-- Begin RAW RECORDS --

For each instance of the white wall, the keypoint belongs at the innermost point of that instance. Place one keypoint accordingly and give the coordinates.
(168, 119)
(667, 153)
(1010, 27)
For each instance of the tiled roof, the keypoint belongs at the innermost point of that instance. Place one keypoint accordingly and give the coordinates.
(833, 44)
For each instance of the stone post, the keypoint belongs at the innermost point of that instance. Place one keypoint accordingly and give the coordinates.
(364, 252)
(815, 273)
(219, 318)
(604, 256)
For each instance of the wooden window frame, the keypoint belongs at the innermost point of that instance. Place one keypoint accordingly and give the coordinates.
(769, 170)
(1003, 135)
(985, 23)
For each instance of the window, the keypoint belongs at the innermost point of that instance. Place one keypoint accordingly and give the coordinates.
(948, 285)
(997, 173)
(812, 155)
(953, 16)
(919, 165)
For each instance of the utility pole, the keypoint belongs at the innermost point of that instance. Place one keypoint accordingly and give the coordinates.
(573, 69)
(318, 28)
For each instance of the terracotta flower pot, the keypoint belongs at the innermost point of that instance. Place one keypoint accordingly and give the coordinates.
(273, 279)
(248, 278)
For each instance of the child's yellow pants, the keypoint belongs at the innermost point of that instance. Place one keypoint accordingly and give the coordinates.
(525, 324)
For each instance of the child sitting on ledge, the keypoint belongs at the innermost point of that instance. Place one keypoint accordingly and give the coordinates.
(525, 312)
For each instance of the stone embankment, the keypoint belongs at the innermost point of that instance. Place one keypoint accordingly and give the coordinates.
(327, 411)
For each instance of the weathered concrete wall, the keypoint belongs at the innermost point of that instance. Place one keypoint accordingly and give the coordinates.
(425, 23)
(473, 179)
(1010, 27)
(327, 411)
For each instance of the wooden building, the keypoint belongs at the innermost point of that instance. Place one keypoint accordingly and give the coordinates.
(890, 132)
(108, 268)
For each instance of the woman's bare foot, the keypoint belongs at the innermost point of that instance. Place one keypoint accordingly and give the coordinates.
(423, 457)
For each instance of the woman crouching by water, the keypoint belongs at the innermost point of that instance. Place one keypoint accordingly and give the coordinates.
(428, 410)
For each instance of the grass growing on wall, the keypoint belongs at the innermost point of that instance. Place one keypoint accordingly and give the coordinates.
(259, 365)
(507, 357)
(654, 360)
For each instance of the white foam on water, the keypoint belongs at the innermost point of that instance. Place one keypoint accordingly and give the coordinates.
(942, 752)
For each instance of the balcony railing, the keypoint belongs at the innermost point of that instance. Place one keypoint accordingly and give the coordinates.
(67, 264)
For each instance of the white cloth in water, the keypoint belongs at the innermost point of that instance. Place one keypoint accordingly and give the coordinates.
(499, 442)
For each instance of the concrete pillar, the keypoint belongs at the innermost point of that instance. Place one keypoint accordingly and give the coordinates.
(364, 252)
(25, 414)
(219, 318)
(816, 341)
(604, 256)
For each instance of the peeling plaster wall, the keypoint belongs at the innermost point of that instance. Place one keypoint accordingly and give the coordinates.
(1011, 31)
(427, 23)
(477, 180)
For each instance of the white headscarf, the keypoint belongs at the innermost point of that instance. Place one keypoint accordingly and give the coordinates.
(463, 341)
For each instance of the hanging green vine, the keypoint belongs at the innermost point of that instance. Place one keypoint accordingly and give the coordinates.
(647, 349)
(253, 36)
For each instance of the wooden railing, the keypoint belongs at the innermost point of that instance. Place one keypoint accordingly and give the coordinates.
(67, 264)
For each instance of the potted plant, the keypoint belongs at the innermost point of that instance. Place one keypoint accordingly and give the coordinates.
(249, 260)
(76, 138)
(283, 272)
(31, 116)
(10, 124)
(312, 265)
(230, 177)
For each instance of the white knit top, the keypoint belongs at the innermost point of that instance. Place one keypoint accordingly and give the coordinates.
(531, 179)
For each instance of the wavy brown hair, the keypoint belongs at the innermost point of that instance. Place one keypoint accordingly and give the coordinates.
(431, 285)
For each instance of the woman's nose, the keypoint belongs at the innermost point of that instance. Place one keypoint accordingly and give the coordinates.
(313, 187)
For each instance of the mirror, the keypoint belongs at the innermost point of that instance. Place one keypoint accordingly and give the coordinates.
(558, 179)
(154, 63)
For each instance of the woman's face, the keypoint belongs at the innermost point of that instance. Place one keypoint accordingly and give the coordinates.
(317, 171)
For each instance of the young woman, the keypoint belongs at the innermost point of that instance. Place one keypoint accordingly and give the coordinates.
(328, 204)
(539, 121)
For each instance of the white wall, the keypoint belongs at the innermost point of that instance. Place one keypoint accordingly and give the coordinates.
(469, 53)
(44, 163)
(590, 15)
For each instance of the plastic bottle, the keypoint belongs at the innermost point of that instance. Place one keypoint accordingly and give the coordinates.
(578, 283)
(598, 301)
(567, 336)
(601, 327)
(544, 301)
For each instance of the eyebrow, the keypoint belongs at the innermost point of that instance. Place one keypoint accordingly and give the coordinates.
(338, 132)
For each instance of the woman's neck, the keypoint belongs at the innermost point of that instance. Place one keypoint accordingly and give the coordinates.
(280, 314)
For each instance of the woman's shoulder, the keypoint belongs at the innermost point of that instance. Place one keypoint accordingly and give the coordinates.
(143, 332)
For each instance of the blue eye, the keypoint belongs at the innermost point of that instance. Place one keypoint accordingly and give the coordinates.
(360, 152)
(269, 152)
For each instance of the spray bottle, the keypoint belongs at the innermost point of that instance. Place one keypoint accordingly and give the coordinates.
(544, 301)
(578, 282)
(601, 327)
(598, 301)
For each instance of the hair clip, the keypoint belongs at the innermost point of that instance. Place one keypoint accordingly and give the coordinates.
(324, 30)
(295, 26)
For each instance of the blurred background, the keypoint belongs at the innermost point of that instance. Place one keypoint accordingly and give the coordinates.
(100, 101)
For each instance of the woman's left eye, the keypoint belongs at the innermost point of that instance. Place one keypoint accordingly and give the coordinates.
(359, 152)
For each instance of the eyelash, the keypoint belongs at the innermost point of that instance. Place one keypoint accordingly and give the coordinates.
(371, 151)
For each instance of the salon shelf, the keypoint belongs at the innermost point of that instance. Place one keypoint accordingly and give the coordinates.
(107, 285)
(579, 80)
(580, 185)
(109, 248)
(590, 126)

-- End RAW RECORDS --

▸ INSTRUCTIONS FOR THE TASK: Rewrite the lines from the one containing "For each instance of the blurred" through the last line, replacing "salon shelf" with "wall shelf" and leaving everything else unchanged.

▸ TASK SOLUTION:
For each instance of the blurred background, the keypoint belongs at the innermost point of that instance. Place one keypoint accordingly and give the coordinates.
(100, 101)
For each instance of the woman's left eye, the keypoint belongs at the innermost point of that instance. Place one keypoint accordingly and give the coordinates.
(359, 152)
For each instance of the eyelash, the keypoint belongs at the innermost point of that instance. Place one keypoint accordingly and give the coordinates.
(371, 151)
For each instance of the wall shelf, the keypoint belongs at the innermost point of that instance. Place one keypoint accordingly and give the coordinates.
(107, 285)
(579, 80)
(580, 185)
(109, 248)
(590, 126)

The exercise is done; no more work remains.